What is needed is the run of lines from the one with "of the snowy" through the close of the data, set down exactly.

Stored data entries
::::::::::
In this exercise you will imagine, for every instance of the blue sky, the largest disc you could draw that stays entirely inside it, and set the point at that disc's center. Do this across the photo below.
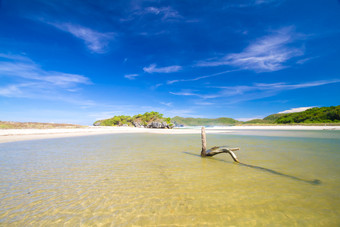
(76, 61)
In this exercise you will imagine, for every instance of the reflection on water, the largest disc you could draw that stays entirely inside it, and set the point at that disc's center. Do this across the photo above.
(152, 180)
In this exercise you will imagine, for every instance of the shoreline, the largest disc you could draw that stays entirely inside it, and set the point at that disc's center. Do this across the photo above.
(13, 135)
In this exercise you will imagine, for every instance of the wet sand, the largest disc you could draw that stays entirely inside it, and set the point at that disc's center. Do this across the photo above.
(12, 135)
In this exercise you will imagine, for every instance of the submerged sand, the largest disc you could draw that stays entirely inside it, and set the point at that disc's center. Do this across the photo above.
(12, 135)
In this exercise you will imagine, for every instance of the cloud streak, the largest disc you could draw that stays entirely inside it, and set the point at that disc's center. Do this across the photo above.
(256, 91)
(168, 69)
(199, 77)
(97, 42)
(131, 76)
(266, 54)
(29, 80)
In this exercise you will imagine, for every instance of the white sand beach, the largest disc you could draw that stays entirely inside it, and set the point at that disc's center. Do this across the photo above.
(12, 135)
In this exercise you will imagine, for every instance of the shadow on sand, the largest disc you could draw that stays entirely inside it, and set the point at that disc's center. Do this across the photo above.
(313, 182)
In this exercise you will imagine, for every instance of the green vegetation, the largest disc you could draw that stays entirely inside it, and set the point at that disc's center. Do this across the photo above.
(203, 121)
(141, 119)
(313, 115)
(323, 115)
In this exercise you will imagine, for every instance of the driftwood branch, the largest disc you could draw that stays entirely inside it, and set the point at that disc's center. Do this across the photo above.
(216, 150)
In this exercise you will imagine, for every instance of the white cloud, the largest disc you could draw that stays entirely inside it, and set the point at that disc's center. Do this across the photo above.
(131, 76)
(200, 77)
(29, 80)
(167, 13)
(246, 92)
(295, 110)
(31, 71)
(169, 104)
(266, 54)
(254, 3)
(169, 69)
(97, 42)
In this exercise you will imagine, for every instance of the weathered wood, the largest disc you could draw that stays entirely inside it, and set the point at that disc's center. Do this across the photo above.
(204, 142)
(216, 150)
(223, 149)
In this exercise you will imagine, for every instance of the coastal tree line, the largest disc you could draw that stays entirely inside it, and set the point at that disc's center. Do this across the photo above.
(316, 115)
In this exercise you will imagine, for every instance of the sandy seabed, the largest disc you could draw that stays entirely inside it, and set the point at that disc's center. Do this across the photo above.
(12, 135)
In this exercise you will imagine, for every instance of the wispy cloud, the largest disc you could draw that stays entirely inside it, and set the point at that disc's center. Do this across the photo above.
(97, 42)
(298, 109)
(256, 91)
(266, 54)
(167, 13)
(168, 69)
(199, 77)
(254, 3)
(31, 71)
(131, 76)
(169, 104)
(29, 80)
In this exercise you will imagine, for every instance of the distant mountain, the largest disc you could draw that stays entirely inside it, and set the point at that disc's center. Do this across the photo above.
(314, 115)
(189, 121)
(149, 120)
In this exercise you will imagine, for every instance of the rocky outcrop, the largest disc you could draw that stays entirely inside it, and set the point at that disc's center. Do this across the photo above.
(97, 123)
(155, 124)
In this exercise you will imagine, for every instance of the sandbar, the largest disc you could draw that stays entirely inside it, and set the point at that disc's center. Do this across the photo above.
(13, 135)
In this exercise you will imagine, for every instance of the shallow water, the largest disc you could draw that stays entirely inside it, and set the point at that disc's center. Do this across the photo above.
(286, 178)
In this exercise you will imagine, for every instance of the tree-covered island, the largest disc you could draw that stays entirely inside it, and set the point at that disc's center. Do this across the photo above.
(316, 115)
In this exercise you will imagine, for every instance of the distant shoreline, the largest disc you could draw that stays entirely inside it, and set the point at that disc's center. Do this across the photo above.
(13, 135)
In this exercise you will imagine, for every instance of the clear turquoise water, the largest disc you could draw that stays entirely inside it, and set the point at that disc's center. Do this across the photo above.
(286, 178)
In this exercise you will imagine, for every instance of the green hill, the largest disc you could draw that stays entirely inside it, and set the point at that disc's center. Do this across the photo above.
(314, 115)
(189, 121)
(311, 116)
(137, 120)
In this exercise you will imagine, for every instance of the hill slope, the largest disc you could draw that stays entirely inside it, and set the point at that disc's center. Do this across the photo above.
(314, 115)
(203, 121)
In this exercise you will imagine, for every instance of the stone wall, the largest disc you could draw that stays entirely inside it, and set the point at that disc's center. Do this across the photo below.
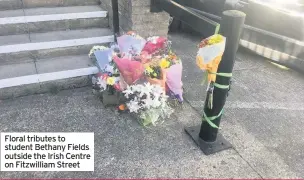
(135, 15)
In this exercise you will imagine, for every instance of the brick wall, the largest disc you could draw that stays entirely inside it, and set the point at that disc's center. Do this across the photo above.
(135, 15)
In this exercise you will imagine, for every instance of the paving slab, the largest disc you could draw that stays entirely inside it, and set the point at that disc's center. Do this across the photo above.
(60, 10)
(57, 3)
(123, 148)
(11, 13)
(16, 70)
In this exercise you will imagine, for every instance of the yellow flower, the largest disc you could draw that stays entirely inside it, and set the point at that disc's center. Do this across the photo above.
(164, 63)
(215, 39)
(111, 81)
(149, 69)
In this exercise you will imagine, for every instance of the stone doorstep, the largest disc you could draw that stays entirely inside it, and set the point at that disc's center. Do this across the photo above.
(44, 87)
(47, 19)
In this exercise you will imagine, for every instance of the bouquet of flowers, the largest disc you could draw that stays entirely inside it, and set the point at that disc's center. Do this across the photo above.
(149, 102)
(208, 59)
(130, 69)
(210, 55)
(131, 44)
(138, 75)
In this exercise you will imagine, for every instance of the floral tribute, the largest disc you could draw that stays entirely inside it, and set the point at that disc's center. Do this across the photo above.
(143, 73)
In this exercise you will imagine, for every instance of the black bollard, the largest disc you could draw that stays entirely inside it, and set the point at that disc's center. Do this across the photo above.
(115, 18)
(207, 137)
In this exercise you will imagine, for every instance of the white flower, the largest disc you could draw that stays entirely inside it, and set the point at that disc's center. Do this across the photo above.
(102, 84)
(153, 39)
(157, 89)
(146, 90)
(109, 69)
(133, 106)
(128, 91)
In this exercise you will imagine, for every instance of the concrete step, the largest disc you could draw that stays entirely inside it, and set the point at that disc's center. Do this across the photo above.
(10, 4)
(58, 3)
(23, 48)
(45, 75)
(51, 19)
(19, 4)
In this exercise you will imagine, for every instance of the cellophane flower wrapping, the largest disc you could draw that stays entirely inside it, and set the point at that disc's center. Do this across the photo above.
(129, 44)
(210, 54)
(149, 102)
(154, 44)
(130, 69)
(174, 81)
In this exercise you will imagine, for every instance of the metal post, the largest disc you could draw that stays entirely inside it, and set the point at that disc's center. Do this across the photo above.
(207, 137)
(115, 18)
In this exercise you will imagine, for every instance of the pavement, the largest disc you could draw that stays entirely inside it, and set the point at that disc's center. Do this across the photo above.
(262, 120)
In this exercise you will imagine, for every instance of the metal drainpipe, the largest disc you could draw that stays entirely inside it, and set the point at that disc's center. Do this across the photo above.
(115, 19)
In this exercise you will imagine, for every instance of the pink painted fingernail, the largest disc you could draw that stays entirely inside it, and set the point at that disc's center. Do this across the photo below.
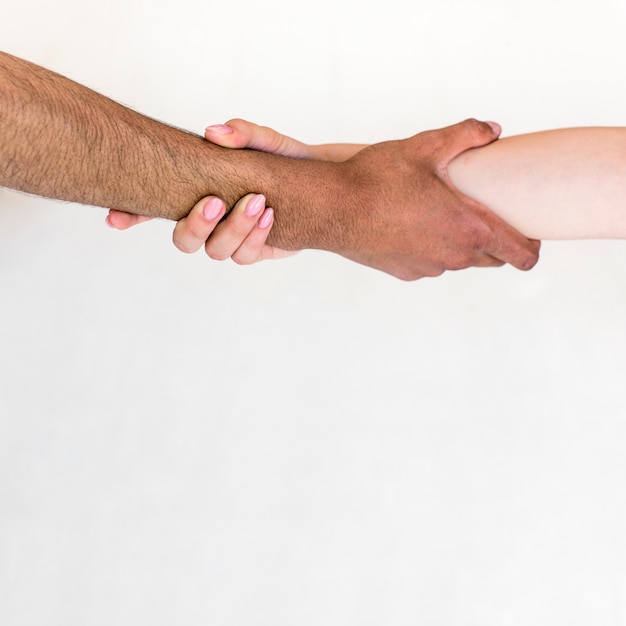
(266, 218)
(255, 205)
(212, 209)
(220, 129)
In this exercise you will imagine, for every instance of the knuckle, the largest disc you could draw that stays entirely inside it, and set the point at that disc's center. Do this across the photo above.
(216, 255)
(242, 259)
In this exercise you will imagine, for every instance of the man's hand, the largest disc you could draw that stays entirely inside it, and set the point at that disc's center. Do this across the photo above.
(398, 213)
(406, 218)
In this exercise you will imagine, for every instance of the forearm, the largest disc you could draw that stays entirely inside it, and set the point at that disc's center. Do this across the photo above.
(62, 140)
(562, 184)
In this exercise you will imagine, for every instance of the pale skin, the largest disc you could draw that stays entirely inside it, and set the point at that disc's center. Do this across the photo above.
(390, 206)
(560, 184)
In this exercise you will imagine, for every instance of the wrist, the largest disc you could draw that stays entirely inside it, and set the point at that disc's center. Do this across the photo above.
(305, 195)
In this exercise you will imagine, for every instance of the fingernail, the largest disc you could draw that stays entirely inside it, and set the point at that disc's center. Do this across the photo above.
(220, 129)
(266, 218)
(212, 209)
(255, 205)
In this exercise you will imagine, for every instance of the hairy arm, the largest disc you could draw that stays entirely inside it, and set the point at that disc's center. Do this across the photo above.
(558, 184)
(62, 140)
(390, 206)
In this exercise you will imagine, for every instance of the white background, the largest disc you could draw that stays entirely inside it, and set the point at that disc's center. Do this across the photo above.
(310, 441)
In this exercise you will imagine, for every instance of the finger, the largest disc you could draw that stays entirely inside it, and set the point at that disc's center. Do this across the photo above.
(239, 133)
(121, 220)
(511, 247)
(466, 135)
(232, 231)
(191, 232)
(252, 248)
(508, 245)
(486, 260)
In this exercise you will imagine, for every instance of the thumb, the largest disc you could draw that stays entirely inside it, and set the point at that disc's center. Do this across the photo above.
(469, 134)
(239, 133)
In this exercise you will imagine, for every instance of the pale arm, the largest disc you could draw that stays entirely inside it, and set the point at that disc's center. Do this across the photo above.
(559, 184)
(390, 206)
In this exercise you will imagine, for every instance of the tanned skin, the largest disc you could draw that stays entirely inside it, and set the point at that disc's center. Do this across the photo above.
(391, 206)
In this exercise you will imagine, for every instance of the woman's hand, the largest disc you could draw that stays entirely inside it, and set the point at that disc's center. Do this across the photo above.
(242, 234)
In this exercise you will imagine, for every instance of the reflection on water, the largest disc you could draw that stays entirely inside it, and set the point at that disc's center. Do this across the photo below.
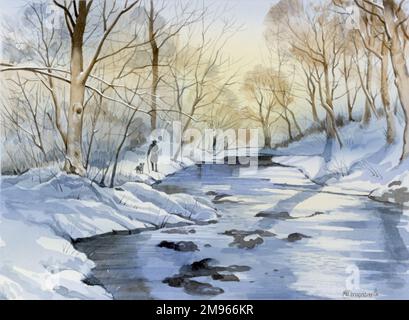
(342, 231)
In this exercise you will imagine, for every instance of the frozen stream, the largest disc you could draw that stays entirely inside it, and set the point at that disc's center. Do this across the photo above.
(348, 239)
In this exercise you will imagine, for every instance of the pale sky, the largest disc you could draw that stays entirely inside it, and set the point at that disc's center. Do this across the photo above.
(246, 46)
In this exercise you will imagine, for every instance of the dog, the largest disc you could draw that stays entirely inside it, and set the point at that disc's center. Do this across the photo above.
(139, 168)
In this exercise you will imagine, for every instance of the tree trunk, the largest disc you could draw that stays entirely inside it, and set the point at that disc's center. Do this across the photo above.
(287, 121)
(390, 116)
(154, 91)
(295, 122)
(73, 159)
(346, 82)
(366, 118)
(267, 137)
(400, 69)
(155, 66)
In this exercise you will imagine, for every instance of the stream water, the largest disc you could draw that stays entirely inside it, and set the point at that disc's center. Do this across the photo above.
(279, 236)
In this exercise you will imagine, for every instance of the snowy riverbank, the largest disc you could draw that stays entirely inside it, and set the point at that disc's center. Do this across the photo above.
(44, 210)
(365, 165)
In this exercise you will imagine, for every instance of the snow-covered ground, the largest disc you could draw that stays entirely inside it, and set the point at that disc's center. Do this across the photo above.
(365, 165)
(44, 210)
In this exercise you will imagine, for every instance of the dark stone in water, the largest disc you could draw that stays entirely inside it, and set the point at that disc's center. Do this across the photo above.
(274, 215)
(395, 184)
(296, 237)
(221, 196)
(240, 238)
(203, 268)
(175, 282)
(200, 288)
(182, 246)
(283, 215)
(225, 277)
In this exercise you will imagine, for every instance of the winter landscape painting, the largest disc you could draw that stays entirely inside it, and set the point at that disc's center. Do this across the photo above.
(204, 150)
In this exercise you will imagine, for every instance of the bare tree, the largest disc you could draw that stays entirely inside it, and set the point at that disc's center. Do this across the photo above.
(198, 74)
(160, 33)
(77, 15)
(393, 18)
::::::::::
The completed task ::
In this exercise you will imagine, for every instance of the snowy riverbank, the largest disc you could draw that stays entirely inside it, and set the point at that disc's center. Do this across the photo above.
(44, 210)
(365, 165)
In this exercise you will imagine, for every instance of the snow-covered ground, the largest disc you could draw that stays entirely inside it, and set the point at that disc's center. Do this across the photo above.
(365, 165)
(44, 210)
In this exercise you will imagine, for every instance of the dark stone in water, the largest disc you could draw that stays entirely inside it, and set the point at that disc's center. Do this across the photo above.
(274, 215)
(395, 184)
(296, 237)
(221, 196)
(240, 238)
(203, 268)
(175, 282)
(200, 288)
(182, 246)
(283, 215)
(225, 277)
In this exercise you will imagine, for every instance of the winter landscape painting, the largest disc you could draw that stays entirely inside it, and set the point at that disc's center. Do this across the photo above.
(204, 150)
In this exercise you will imagine, for every instance of the bare tree, the largest disc you could draw that stays entirely inside it, and set the point at that disc's center. Do this across the photo above.
(198, 74)
(160, 33)
(77, 15)
(393, 18)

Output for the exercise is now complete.